[Work to be completed]
From the material below, return every line that includes "asked".

________________

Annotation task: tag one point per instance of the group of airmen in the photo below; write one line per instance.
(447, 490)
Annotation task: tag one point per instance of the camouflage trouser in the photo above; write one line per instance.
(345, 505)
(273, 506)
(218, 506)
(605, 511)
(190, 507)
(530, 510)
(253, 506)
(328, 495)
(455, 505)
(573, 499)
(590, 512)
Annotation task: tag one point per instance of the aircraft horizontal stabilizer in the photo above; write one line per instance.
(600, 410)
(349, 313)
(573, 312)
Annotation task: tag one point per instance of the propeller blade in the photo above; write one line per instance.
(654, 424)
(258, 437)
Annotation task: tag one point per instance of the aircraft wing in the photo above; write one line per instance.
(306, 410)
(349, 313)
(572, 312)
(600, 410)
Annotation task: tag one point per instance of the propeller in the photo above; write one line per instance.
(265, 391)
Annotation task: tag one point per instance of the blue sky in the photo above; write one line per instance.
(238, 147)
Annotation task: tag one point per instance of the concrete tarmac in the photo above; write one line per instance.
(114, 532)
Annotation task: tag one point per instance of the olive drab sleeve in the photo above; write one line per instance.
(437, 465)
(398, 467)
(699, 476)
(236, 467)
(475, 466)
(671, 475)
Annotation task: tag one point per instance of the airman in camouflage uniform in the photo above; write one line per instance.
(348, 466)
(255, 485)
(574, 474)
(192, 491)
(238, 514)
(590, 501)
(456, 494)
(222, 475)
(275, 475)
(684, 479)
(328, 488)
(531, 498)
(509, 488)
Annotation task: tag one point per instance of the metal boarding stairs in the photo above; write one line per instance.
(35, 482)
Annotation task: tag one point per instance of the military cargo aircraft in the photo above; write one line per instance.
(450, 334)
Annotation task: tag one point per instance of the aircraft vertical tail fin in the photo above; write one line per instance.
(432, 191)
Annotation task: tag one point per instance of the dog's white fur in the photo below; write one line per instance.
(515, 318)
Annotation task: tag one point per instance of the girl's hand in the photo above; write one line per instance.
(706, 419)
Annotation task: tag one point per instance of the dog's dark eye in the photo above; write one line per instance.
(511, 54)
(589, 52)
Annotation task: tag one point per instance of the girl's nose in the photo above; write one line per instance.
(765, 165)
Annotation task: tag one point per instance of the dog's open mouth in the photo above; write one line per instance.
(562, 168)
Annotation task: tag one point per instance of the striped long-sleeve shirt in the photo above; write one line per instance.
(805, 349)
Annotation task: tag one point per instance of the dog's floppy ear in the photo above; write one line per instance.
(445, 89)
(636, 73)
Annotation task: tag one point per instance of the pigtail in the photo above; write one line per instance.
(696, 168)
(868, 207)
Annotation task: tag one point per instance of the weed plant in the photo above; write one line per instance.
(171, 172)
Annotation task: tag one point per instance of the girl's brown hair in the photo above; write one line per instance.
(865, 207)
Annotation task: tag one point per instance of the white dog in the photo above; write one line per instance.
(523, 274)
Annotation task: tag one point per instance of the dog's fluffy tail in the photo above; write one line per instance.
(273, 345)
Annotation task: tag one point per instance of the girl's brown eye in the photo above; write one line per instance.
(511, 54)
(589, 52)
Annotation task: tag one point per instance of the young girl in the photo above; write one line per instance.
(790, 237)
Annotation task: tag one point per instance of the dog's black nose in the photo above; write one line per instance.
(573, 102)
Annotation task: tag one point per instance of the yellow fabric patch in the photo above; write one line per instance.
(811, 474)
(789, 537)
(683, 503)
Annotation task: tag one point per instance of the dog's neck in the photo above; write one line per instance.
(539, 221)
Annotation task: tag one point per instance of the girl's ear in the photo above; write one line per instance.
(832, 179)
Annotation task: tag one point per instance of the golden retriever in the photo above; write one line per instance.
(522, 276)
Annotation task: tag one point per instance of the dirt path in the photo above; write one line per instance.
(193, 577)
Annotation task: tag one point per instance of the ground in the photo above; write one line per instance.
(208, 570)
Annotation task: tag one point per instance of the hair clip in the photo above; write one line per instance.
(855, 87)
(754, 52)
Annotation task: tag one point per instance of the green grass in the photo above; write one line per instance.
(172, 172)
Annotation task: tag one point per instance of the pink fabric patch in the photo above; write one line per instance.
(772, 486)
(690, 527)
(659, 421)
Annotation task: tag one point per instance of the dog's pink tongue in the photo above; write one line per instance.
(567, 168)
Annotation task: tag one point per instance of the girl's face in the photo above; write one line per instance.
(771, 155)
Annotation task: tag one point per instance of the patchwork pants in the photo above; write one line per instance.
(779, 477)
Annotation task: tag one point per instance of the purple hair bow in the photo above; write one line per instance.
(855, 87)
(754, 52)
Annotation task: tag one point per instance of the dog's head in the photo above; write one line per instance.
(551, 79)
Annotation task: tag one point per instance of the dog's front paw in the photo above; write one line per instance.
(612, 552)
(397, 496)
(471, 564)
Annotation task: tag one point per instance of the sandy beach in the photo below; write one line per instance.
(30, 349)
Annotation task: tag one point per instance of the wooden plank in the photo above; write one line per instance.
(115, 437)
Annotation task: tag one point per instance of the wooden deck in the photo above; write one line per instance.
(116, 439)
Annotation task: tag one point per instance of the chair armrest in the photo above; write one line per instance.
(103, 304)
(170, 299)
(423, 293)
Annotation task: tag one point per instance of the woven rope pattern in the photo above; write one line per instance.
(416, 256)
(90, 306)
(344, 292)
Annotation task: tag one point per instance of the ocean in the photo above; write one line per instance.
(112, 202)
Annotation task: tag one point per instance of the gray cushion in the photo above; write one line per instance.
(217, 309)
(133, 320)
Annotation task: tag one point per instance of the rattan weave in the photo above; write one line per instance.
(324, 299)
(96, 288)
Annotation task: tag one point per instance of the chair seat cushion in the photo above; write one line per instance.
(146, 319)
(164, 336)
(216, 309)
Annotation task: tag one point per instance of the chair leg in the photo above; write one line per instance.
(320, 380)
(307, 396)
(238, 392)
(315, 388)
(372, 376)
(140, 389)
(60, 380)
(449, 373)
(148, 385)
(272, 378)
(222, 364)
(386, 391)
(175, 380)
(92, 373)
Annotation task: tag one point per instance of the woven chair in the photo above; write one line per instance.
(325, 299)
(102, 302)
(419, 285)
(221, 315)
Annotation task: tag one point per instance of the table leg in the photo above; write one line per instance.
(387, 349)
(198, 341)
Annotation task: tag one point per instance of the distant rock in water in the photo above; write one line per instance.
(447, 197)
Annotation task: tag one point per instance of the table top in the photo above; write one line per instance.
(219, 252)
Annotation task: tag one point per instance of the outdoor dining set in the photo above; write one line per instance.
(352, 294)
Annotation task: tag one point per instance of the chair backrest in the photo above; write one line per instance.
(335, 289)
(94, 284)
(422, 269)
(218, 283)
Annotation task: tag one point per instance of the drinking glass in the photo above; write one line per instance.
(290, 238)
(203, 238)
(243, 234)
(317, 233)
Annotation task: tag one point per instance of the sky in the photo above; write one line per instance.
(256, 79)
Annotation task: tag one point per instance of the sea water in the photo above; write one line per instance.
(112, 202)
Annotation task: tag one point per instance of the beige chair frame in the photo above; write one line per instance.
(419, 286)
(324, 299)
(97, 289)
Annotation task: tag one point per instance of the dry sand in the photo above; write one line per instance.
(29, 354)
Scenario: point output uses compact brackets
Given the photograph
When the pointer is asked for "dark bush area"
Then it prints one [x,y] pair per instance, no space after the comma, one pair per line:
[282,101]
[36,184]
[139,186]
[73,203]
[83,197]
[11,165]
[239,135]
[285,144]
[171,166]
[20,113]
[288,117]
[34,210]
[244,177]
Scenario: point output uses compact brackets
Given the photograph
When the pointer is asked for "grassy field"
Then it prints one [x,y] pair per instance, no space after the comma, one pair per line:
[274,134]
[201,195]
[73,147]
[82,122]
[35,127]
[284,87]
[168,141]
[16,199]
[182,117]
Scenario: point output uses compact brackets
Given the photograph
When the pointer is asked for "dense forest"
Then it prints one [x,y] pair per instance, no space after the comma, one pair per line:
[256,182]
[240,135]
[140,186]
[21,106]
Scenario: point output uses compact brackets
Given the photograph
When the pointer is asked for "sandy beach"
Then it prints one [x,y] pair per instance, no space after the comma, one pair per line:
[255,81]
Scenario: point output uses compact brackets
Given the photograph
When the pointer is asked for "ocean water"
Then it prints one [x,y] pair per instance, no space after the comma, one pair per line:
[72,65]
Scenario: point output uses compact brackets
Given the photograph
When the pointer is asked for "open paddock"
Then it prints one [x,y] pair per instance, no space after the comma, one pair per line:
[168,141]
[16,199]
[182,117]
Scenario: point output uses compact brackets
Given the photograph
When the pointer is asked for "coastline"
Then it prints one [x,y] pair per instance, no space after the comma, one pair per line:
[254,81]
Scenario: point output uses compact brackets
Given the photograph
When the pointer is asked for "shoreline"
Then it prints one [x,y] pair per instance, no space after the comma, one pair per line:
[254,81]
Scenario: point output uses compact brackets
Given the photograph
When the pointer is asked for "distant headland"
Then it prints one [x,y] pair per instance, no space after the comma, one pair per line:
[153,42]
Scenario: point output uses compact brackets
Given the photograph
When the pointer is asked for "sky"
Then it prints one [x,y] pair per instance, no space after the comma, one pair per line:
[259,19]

________________

[Problem solution]
When the pointer is asked for "dark bush area"
When the pointer is asked for "grassy field"
When the pointer is asked for "dense forest"
When the pointer is asked for "sandy beach"
When the pointer is asked for "ocean water"
When the pointer is asked for "open paddock"
When the pointer is asked for "coastline"
When the pointer is asked for "shoreline"
When the pointer is asked for "distant headland"
When the pointer is asked for "sky"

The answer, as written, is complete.